= Instructions to follow =
Copy out the rows starting at the one containing "Objective - one point per instance of the carved" and ending at the last row, both included, keeping every line. Shift each coordinate pair by adding 74 to both of its numbers.

= Input material =
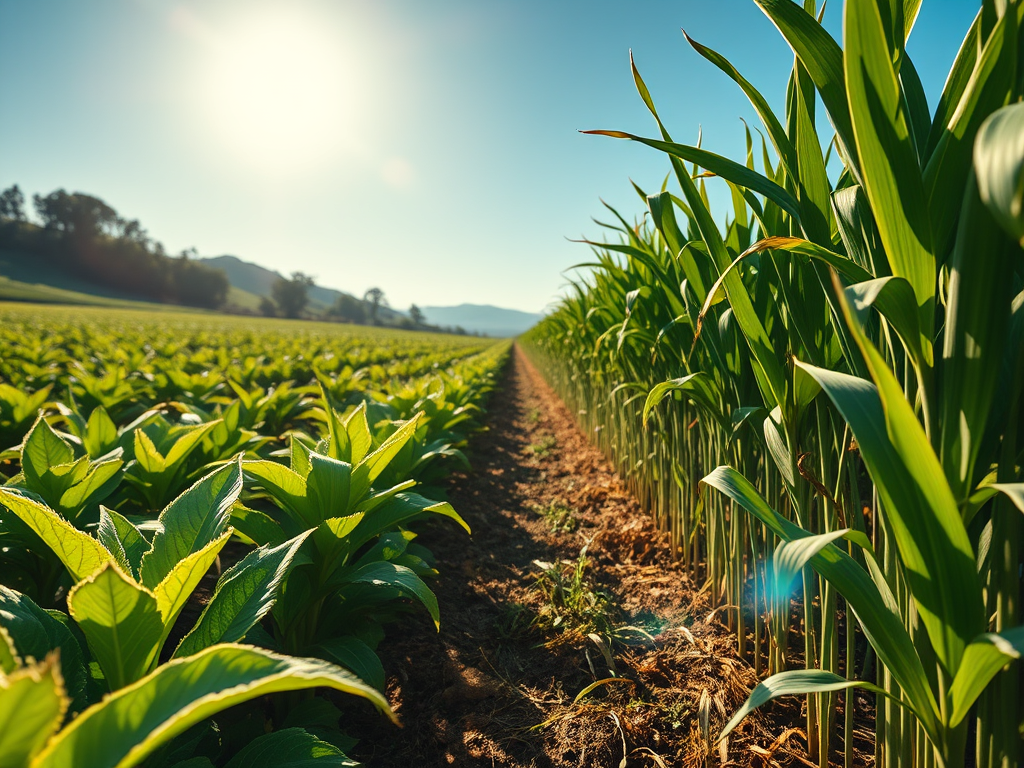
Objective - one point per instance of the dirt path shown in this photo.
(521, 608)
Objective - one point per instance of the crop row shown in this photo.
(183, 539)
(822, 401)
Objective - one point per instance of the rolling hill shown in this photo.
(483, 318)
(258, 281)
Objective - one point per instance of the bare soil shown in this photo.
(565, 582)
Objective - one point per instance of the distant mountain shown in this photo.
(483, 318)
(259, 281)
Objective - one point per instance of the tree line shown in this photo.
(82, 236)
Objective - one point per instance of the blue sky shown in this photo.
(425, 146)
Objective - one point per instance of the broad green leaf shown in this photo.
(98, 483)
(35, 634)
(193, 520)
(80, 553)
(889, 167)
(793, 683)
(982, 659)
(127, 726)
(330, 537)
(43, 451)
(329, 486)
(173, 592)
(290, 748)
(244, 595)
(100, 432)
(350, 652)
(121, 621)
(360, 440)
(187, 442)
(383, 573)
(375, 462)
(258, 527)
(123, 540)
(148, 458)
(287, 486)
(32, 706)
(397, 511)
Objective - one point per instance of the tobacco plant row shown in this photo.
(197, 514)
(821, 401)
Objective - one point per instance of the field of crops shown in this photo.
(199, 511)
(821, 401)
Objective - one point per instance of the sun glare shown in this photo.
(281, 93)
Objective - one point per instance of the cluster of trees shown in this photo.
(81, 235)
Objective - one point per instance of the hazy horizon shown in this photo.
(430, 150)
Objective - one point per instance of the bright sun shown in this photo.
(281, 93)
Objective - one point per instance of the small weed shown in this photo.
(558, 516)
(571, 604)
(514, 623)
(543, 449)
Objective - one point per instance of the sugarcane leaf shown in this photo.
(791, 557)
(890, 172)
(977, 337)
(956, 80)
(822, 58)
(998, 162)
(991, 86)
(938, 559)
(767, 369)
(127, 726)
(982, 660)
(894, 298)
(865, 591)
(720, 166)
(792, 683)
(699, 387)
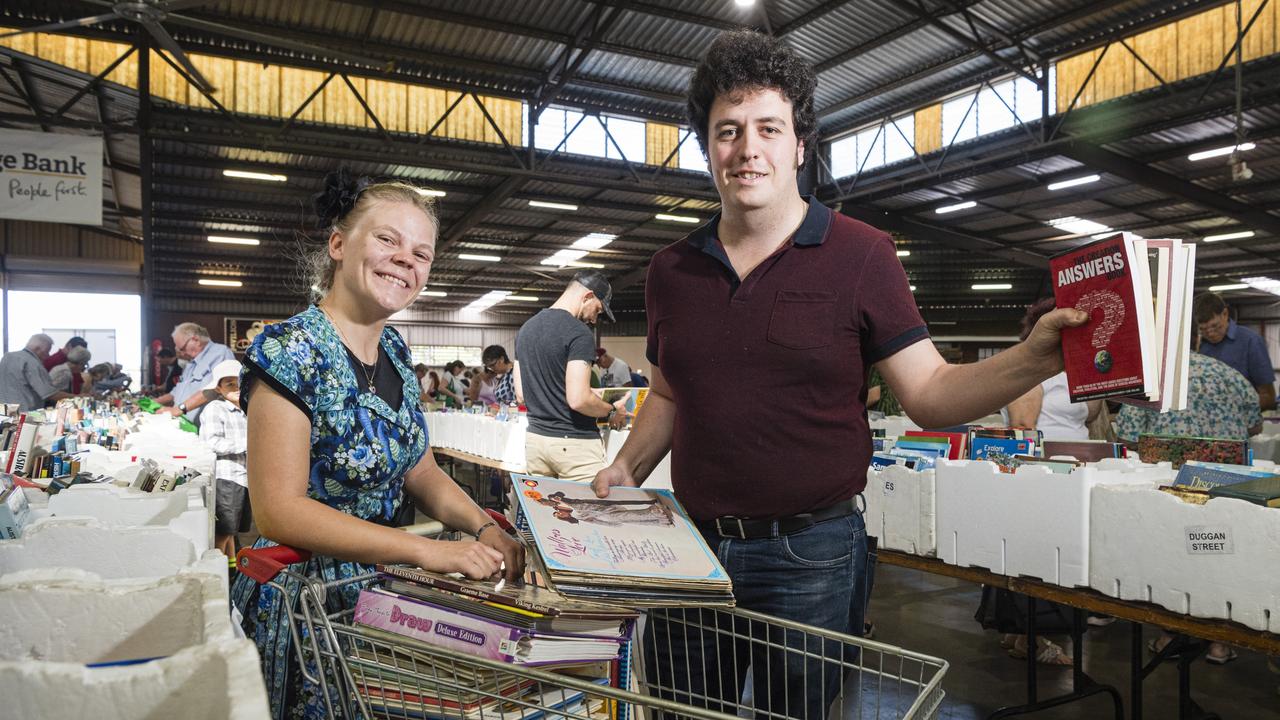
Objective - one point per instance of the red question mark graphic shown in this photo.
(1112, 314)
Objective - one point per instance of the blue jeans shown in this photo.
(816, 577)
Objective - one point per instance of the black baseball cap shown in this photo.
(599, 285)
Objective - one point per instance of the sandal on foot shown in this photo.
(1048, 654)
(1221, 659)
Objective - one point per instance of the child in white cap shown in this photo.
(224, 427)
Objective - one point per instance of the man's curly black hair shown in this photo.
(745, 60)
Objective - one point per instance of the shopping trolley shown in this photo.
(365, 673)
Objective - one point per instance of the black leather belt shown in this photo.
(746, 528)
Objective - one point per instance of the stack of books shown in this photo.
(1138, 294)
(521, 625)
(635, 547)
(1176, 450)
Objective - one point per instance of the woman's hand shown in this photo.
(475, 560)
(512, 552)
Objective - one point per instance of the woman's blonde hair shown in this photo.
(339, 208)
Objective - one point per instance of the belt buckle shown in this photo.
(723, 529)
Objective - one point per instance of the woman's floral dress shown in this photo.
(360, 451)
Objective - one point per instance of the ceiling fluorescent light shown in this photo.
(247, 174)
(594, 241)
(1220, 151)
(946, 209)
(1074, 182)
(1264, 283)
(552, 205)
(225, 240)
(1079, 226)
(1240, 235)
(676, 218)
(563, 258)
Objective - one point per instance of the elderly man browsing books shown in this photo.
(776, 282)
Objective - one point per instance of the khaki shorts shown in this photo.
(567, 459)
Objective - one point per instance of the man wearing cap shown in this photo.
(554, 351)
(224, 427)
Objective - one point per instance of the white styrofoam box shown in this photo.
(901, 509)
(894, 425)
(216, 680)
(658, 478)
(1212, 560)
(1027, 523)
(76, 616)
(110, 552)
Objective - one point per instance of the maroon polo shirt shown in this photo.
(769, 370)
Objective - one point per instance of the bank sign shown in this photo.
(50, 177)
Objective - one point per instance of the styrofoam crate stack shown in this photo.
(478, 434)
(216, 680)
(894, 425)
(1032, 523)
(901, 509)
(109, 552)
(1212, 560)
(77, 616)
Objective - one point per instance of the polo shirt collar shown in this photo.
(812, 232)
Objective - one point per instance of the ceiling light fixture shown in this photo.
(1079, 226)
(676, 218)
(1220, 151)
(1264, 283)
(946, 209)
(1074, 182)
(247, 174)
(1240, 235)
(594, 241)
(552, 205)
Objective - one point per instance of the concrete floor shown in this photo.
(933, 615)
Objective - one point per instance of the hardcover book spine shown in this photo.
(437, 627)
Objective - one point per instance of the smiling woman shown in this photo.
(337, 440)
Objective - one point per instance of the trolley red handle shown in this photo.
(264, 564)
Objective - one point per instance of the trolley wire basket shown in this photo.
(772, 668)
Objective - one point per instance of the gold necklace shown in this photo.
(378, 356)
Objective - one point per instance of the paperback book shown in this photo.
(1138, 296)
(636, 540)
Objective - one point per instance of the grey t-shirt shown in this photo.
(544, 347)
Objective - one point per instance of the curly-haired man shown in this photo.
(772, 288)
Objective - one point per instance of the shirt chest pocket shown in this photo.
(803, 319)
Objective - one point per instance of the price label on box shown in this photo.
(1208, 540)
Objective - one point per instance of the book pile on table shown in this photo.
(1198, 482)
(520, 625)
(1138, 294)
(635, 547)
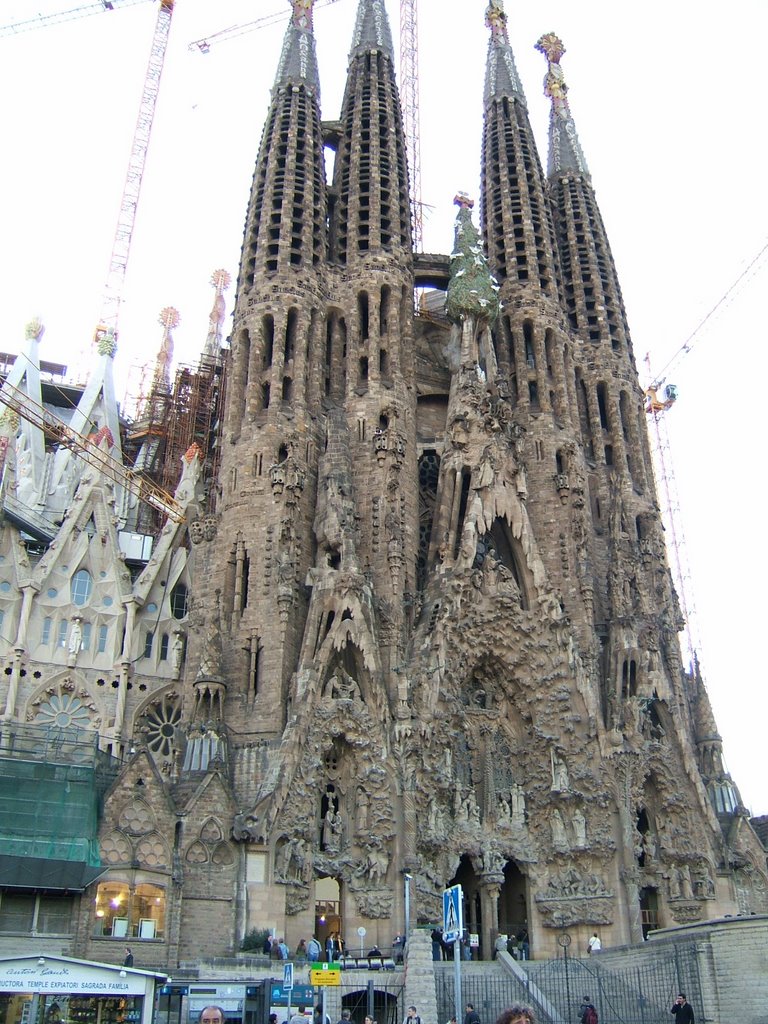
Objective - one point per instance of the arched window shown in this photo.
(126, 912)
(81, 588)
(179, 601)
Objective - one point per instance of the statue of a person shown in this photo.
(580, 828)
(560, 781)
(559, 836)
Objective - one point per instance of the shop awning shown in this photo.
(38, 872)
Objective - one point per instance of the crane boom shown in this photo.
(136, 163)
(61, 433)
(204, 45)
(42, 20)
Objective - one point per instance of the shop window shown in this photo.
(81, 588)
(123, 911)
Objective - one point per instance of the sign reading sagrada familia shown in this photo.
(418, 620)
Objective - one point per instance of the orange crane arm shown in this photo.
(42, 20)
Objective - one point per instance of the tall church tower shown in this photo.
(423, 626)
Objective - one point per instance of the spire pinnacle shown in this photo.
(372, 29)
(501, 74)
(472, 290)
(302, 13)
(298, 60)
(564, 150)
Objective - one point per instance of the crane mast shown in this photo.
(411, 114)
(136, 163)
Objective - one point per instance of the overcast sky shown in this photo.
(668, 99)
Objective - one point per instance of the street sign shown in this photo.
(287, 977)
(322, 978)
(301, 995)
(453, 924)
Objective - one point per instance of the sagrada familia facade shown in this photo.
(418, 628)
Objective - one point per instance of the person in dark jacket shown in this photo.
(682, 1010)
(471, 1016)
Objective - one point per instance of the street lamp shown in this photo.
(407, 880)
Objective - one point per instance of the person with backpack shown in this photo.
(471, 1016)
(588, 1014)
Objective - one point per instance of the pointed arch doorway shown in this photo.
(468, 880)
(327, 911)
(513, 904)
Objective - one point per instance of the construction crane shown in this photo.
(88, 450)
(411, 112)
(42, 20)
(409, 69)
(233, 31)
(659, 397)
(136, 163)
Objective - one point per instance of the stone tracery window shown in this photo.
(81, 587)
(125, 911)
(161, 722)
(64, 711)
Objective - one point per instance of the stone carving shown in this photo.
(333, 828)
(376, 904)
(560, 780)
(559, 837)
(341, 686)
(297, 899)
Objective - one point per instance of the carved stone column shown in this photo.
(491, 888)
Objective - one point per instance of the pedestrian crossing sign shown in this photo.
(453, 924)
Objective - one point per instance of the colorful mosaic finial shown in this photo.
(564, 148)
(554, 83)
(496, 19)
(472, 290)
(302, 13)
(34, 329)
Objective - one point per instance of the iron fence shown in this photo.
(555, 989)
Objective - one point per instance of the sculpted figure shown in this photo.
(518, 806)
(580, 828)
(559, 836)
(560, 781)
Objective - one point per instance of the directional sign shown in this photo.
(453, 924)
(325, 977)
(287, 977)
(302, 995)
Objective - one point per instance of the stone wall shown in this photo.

= Task response =
Objective - one point per instance of the carved stone column shown in this photo.
(565, 962)
Objective - one point per instance of the pedestrian crossing sign shown in this photo.
(527, 998)
Objective - one point per instance of the colorful mosaic finial shown in this photo.
(638, 222)
(628, 157)
(570, 93)
(546, 364)
(376, 87)
(108, 403)
Objective - one point per instance of the iron fence shown in this photo.
(629, 1063)
Objective - one point per instance of the sculpted figure shown in this photo.
(592, 880)
(654, 902)
(633, 910)
(634, 855)
Objective - one point per instance of the directional sign shown in this photo.
(527, 998)
(399, 1051)
(361, 1051)
(376, 1069)
Objective - one point per instance of the stone wall shown in this photo.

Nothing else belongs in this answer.